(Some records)

— start —

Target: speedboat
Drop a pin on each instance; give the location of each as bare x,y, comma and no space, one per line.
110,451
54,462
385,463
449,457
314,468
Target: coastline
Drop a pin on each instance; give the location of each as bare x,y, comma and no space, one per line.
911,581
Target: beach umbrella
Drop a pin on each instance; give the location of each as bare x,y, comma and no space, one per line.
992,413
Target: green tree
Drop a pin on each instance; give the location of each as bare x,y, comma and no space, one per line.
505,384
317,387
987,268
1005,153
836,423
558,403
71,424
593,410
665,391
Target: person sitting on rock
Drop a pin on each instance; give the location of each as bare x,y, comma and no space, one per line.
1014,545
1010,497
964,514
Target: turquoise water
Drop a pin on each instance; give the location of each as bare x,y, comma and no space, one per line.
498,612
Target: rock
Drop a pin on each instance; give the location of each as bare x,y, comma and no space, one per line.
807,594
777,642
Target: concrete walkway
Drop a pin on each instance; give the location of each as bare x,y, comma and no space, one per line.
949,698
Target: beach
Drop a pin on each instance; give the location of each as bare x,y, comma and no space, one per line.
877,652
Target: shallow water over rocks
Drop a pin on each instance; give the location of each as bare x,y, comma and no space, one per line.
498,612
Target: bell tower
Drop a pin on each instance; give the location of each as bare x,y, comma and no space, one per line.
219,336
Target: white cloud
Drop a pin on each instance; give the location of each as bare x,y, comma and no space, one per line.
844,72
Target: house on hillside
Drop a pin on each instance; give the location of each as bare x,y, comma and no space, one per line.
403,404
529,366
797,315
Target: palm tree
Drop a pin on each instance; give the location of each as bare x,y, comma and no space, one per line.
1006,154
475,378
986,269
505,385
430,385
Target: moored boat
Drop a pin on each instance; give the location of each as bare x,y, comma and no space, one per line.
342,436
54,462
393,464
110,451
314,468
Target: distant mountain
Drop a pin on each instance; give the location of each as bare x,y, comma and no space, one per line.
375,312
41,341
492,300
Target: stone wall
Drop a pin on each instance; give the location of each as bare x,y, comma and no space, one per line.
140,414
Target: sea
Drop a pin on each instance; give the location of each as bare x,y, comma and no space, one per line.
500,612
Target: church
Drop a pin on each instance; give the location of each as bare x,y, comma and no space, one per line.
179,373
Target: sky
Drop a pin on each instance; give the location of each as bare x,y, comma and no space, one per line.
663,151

— end —
— start —

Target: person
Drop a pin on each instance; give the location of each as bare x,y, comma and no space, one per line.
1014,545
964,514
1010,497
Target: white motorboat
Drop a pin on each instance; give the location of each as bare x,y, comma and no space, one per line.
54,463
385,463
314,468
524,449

— end —
— start —

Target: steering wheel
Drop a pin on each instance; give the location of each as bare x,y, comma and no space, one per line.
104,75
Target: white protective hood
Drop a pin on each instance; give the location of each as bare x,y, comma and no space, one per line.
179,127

— end —

Exercise ▸
Pick out each line in the entries above that contains the string "white", and copy those lines.

Exercise answer ▸
Target: white cloud
Target: white motorboat
Target: white protective hood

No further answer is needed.